## Given text
= Beginning of Section =

An energy-based model (EBM) is a form of generative model (GM) imported directly from statistical physics to learning. GMs learn an underlying data distribution by analyzing a sample dataset. Once trained, a GM can produce other datasets that also match the data distribution.[1] EBMs provide a unified framework for many probabilistic and non-probabilistic approaches to such learning, particularly for training graphical and other structured models.[2]
An EBM learns the characteristics of a target dataset and generates a similar but larger dataset. EBMs detect the latent variables of a dataset and generate new datasets with a similar distribution.[2]
Target applications include natural language processing, robotics and computer vision.[2]
The term "energy-based models" was first coined in a JMLR paper [3] where the authors defined a generalisation of independent components analysis to the overcomplete setting using EBMs. Other early work on EBMs proposed models that represented energy as a composition of latent and observable variables. EBMs surfaced in 2003.[4]
EBMs capture dependencies by associating an unnormalized probability scalar (energy) to each configuration of the combination of observed and latent variables. Inference consists of finding (values of) latent variables that minimize the energy given a set of (values of) the observed variables. Similarly, the model learns a function that associates low energies to correct values of the latent variables, and higher energies to incorrect values.[2]
Traditional EBMs rely on stochastic gradient-descent (SGD) optimization methods that are typically hard to apply to high-dimension datasets. In 2019, OpenAI publicized a variant that instead used Langevin dynamics (LD). LD is an iterative optimization algorithm that introduces noise to the estimator as part of learning an objective function. It can be used for Bayesian learning scenarios by producing samples from a posterior distribution.[2]
EBMs do not require that energies be normalized as probabilities. In other words, energies do not need to sum to 1. Since there is no need to estimate the normalization constant like probabilistic models do, certain forms of inference and learning with EBMs are more tractable and flexible.[2]
Samples are generated implicitly via a Markov chain Monte Carlo approach.[5] A replay buffer of past images is used with LD to initialize the optimization module.[2]
EBMs demonstrate useful properties:[2]
On image datasets such as CIFAR-10 and ImageNet 32x32, an EBM model generated high-quality images relatively quickly. It supported combining features learned from one type of image for generating other types of images. It was able to generalize using out-of-distribution datasets, outperforming flow-based and autoregressive models. EBM was relatively resistant to adversarial perturbations, behaving better than models explicitly trained against them with training for classification.[2]
EBMs compete with techniques such as variational autoencoders (VAEs) or Generative Adversarial Neural Networks (GANs).[2]

= End of Section =

## Task details
Turn the paragraph of the energy-based models text that begins "Traditional EBMs rely on" into a short bulleted list that keeps its main facts.

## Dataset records
= Beginning of Section =

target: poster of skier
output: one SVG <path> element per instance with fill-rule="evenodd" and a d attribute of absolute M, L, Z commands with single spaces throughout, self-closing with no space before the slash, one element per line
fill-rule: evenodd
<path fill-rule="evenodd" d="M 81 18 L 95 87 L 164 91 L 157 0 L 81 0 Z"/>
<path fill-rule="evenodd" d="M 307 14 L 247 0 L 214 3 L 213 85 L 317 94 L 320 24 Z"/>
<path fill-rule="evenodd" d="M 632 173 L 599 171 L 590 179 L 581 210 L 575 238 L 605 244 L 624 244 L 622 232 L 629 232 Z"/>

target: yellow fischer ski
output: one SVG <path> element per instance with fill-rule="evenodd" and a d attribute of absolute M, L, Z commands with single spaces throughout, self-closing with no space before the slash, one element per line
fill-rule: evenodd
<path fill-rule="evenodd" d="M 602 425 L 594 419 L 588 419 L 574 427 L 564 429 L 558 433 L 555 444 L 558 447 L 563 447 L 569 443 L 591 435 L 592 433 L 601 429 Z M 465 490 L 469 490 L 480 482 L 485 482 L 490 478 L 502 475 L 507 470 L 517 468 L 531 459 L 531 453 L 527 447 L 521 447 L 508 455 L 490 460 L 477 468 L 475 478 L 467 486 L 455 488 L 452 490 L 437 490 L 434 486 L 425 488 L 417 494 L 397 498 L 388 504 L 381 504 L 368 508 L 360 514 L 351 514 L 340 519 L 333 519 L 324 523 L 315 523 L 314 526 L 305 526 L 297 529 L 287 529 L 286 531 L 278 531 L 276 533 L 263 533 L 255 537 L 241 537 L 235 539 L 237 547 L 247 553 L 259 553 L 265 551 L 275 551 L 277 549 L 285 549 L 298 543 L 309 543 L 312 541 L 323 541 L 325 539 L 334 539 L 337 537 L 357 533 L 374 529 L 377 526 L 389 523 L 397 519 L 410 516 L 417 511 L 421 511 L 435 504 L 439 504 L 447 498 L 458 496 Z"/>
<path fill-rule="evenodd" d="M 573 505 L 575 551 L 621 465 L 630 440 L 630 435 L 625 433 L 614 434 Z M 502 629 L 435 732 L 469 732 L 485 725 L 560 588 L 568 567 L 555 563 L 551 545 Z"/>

= End of Section =

## Response to the task
- Traditional EBMs use stochastic gradient-descent (SGD) optimization, which is usually hard to apply to high-dimension datasets.
- In 2019, OpenAI publicized a variant that used Langevin dynamics (LD) instead.
- LD is an iterative optimization algorithm that adds noise to the estimator while learning an objective function.
- By producing samples from a posterior distribution, LD can serve Bayesian learning scenarios.